• Exercise details:
Lines below starting with the line with "like (142, 408)." and going on through the line with "like (429, 354)." must be output exactly; the rest of the records must be left out.

Point-per-instance localization data
§

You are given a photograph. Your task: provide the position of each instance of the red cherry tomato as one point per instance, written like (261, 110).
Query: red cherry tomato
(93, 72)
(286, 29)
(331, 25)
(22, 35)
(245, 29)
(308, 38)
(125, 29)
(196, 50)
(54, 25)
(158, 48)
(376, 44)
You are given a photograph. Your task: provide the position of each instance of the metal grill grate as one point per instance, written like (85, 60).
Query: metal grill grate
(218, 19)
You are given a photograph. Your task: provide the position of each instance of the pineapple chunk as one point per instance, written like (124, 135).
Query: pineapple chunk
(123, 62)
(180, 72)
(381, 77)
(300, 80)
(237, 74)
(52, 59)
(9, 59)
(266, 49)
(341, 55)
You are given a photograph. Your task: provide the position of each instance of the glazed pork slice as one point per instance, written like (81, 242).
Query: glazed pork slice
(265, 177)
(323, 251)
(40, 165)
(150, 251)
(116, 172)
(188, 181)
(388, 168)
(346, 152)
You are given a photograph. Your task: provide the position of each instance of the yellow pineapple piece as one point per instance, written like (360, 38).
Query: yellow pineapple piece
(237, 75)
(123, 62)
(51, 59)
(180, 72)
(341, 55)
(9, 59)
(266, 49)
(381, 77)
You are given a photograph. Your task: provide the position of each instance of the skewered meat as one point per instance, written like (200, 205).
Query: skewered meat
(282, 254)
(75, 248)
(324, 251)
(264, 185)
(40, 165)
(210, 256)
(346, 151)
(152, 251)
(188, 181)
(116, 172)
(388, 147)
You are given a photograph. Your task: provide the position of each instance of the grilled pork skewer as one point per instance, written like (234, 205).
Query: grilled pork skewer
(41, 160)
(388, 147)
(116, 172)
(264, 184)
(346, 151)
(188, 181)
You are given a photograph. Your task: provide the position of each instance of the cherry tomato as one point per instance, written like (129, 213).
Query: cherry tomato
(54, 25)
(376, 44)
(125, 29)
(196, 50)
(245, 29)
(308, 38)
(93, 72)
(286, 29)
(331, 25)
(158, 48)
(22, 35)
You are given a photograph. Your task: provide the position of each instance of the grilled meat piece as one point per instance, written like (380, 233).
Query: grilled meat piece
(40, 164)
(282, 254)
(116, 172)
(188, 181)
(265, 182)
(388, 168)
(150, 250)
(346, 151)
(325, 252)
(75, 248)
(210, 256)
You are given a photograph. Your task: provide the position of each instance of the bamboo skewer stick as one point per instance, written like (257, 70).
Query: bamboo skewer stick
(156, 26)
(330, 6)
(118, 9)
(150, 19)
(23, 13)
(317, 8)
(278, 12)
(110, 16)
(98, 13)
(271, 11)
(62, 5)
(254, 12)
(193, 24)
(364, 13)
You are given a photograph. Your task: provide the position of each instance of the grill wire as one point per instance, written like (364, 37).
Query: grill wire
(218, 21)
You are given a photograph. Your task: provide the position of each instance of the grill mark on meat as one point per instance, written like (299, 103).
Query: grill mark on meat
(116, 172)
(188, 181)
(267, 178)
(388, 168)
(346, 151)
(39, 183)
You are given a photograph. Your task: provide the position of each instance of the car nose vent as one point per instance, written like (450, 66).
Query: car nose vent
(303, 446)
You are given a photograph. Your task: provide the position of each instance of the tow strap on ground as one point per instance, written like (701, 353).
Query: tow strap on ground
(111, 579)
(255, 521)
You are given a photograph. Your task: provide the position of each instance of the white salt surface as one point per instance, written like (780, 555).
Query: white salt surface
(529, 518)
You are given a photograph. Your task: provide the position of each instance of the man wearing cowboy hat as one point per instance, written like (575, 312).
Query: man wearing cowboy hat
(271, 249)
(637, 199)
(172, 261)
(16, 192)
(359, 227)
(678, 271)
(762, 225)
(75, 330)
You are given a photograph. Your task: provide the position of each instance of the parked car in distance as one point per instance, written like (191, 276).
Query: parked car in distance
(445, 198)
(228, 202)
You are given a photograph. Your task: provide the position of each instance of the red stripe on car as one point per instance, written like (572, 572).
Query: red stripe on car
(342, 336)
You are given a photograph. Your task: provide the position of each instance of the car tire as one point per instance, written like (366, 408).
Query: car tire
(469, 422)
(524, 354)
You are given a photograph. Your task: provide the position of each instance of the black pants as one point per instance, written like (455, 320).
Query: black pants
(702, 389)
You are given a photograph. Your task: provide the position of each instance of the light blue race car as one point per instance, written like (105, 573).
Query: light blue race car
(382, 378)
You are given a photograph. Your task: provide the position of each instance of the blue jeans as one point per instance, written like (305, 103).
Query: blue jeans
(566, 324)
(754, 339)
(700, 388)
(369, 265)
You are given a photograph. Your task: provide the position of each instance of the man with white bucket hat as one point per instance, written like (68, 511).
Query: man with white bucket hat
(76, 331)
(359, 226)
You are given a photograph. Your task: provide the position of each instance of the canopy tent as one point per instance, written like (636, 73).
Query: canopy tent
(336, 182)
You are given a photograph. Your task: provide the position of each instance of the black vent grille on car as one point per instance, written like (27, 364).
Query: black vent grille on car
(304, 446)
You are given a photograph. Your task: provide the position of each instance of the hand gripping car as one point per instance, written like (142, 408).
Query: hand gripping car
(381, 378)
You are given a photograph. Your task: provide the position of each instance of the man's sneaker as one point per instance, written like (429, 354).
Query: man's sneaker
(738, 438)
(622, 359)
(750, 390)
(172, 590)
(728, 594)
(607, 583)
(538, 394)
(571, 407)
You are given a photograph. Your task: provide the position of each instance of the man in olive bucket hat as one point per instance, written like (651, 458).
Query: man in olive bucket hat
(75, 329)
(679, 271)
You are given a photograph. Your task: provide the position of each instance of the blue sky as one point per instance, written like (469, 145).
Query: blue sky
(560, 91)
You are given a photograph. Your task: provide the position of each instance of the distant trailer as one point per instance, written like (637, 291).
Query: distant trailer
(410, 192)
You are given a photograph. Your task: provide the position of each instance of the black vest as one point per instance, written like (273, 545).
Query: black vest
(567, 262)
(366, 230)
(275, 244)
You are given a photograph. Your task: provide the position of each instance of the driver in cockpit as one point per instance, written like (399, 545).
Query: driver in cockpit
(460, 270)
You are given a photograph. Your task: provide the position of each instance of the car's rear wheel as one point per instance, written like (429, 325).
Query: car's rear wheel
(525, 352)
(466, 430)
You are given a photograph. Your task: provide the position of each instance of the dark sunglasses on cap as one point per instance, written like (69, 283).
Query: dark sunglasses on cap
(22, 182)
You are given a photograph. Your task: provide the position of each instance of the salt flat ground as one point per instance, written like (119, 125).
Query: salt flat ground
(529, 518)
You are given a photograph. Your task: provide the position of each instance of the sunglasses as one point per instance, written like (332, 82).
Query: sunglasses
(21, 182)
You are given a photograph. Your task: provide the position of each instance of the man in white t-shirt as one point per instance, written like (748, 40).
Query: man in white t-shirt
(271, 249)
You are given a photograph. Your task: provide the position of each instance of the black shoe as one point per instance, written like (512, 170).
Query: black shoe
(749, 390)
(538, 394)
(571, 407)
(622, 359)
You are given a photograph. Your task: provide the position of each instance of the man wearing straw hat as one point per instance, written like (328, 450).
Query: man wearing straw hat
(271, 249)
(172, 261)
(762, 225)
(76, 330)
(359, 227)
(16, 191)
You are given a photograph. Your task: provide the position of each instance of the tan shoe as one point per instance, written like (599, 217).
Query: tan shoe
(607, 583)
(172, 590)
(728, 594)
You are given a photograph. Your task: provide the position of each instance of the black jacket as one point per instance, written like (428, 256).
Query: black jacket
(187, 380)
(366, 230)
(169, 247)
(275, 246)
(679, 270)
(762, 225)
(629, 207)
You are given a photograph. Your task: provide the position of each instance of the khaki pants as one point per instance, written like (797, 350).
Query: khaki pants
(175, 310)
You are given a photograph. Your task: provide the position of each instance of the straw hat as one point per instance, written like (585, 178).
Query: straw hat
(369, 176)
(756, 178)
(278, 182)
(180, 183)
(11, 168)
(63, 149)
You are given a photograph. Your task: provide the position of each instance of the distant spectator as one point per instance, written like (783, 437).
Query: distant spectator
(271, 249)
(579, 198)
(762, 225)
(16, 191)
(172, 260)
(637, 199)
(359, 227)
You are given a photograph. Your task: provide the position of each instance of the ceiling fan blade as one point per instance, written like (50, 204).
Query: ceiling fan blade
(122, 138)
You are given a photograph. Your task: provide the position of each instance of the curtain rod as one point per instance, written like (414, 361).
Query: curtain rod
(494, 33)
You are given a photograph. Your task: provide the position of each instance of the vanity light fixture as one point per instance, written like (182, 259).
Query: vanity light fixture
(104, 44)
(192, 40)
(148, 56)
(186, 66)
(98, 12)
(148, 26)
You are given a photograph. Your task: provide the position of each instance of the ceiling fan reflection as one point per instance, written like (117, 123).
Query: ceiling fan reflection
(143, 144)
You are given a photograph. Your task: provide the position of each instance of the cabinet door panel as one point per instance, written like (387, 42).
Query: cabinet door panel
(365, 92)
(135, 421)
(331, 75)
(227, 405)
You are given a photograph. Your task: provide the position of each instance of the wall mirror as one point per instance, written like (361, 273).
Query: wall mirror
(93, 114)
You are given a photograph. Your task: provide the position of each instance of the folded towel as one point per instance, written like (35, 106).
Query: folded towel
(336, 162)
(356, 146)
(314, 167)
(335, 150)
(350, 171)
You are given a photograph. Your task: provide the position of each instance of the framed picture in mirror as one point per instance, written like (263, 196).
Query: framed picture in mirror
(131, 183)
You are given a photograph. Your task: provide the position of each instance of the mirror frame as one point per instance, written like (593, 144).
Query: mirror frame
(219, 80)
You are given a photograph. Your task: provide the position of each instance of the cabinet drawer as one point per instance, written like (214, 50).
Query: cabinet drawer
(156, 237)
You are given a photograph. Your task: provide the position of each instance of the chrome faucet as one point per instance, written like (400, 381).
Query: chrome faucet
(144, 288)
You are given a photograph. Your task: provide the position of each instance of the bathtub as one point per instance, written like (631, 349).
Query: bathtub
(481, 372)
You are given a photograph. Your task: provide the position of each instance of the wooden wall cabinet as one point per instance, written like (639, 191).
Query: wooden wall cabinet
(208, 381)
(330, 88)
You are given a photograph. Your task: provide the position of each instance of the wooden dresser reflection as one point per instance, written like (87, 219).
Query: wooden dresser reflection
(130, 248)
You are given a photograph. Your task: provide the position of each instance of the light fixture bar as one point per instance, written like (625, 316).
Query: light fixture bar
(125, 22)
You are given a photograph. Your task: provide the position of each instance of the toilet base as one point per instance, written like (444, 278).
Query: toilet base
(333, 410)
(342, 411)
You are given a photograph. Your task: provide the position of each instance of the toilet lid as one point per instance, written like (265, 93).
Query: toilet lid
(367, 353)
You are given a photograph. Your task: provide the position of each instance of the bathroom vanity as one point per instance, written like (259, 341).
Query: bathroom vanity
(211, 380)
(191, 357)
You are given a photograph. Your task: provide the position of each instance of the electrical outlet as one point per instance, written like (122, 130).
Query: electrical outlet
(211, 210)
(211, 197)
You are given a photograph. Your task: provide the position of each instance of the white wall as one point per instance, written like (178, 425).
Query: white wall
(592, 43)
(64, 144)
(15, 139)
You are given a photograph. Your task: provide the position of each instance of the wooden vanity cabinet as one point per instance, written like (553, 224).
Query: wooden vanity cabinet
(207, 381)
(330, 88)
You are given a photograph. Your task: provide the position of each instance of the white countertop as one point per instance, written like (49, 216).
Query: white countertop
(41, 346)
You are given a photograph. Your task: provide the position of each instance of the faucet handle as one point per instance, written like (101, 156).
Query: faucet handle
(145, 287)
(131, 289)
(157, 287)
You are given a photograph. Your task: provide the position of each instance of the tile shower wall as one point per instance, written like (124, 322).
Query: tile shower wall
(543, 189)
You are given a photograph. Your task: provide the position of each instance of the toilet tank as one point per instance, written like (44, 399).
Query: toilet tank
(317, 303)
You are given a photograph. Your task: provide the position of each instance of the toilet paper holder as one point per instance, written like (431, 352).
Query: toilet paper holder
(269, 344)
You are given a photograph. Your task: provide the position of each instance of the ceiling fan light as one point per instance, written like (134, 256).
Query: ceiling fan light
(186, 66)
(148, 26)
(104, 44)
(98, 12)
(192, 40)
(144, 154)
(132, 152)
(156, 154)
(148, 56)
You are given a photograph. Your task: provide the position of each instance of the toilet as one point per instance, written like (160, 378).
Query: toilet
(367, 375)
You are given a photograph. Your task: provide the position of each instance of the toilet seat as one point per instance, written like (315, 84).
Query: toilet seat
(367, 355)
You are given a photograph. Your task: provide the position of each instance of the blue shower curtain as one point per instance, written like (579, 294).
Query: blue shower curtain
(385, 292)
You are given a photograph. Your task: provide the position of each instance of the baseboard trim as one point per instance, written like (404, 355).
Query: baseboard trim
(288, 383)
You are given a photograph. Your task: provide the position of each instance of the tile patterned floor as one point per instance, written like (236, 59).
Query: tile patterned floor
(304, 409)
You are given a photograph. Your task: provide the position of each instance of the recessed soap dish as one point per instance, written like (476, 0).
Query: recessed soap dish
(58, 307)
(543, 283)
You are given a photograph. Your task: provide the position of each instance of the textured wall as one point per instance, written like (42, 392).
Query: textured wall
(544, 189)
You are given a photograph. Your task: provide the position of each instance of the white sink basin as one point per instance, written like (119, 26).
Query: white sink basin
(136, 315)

§

• Solution to this exercise:
You are given a photograph. Your task: provide the position of each instance of the hand gripping car as one point per instance, written like (142, 408).
Query: hand gripping car
(381, 378)
You are given a photograph. Your task: provide the position of each instance of the man's sneaker as one point per instance, written like (429, 354).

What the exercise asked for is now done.